| Tasks to carry out |
A. Answer these questions about the news article on Anne Arundel County school security, one answer per line, marked (i), (ii), (iii):
(i) How much money is planned over two years for physical school security and personnel?
(ii) Who is the superintendent of Anne Arundel County Public Schools?
(iii) Who said the situation had "been a little bit nerve-wracking"?
B. Carry on writing the news article on Anne Arundel County school security from the point where it stops.

| Text passage |
--- start ---

ANNAPOLIS, Md. (WBFF) - Anne Arundel County schools are set to get millions of dollars in upgrades aimed at beefing up school safety, including more School Resource Officers, security cameras, "tactical equipment" and door security.
Anne Arundel County Executive Steve Schuh announced Tuesday plans to put $14.8 million over two years toward improvements in physical school security and personnel, as well as $11.7 million in capital-project spending.
County officials, including Anne Arundel County Public Schools Superintendent George Arlotto and Police Chief Tim Altomare, noted the past few weeks have been stressful for officials, as they've worked to investigate a wave of threats after the Parkland, Fla., shooting.
“The last few weeks have been tough for us," said Arlotto, adding it's “been a little bit nerve-wracking" not just for Anne Arundel County but for schools nationwide.
Altomare said the police department has "responded to more incidents than you can shake a stick at," and “we have had a lot of sleepless nights, as Dr. Arlotto said."

--- end ---

| Material shown |

--- start ---

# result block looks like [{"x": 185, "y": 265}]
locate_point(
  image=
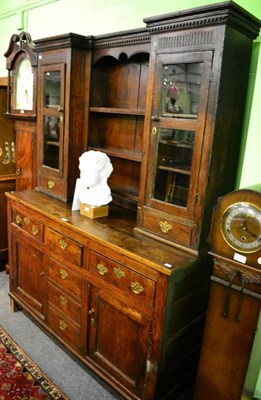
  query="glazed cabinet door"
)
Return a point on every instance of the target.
[
  {"x": 28, "y": 276},
  {"x": 176, "y": 142},
  {"x": 118, "y": 340},
  {"x": 51, "y": 132},
  {"x": 177, "y": 130}
]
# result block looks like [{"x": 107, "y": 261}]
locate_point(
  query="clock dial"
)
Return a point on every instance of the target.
[
  {"x": 23, "y": 99},
  {"x": 241, "y": 227}
]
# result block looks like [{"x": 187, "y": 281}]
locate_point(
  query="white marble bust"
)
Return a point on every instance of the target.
[{"x": 92, "y": 187}]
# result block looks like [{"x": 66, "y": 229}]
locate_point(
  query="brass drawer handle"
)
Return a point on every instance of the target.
[
  {"x": 18, "y": 219},
  {"x": 26, "y": 221},
  {"x": 34, "y": 230},
  {"x": 165, "y": 226},
  {"x": 63, "y": 274},
  {"x": 50, "y": 184},
  {"x": 136, "y": 287},
  {"x": 63, "y": 300},
  {"x": 62, "y": 325},
  {"x": 63, "y": 244},
  {"x": 118, "y": 272},
  {"x": 101, "y": 269}
]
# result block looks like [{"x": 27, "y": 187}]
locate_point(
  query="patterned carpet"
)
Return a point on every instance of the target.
[{"x": 20, "y": 378}]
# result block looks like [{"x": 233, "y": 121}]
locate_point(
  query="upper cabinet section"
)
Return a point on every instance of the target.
[
  {"x": 21, "y": 64},
  {"x": 193, "y": 122},
  {"x": 63, "y": 92},
  {"x": 118, "y": 93}
]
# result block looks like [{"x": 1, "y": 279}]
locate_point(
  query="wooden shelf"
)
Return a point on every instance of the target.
[
  {"x": 185, "y": 170},
  {"x": 118, "y": 153},
  {"x": 109, "y": 110}
]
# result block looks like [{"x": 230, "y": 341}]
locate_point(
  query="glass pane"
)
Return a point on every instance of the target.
[
  {"x": 173, "y": 165},
  {"x": 181, "y": 89},
  {"x": 52, "y": 89},
  {"x": 23, "y": 98},
  {"x": 51, "y": 142}
]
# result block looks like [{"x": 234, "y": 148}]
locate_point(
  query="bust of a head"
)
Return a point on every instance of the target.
[{"x": 95, "y": 169}]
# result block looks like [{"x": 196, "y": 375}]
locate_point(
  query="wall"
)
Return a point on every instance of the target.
[{"x": 43, "y": 18}]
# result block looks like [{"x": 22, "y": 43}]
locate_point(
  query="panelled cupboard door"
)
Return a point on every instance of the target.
[
  {"x": 28, "y": 275},
  {"x": 118, "y": 340}
]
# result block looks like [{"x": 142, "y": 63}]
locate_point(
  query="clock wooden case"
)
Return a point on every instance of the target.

--- end ---

| Results of the tasks |
A.
(i) $14.8 million
(ii) George Arlotto
(iii) Arlotto

B.
"We don’t have the luxury of treating a school threat as not legitimate," Altomare pointed out.
He said police are interested, among other things, the physical security of the roughly 120 schools in Anne Arundel County, and how “to make them harder targets for a lunatic.”
The county would double the number of School Resource Officers by hiring 20 more, said Schuh, which would cost $3.1 million.
The $11.7 million in capital spending would include double-door security systems at nine high schools that don't already have them, 1,565 security cameras and servers at all schools, door-lock upgrades on 4,000 interior classroom doors and protective tactical equipment for every school and upgraded access control systems at 81 schools.
He said he expects part of the costs to be defrayed by state funds.
While the county can't prepare for every incident, the funding shows our “determination and commitment to the safety of our students," he said.
Arlotto said the school system plans to make changes in handling large amounts of people at school events like Grandparents Day.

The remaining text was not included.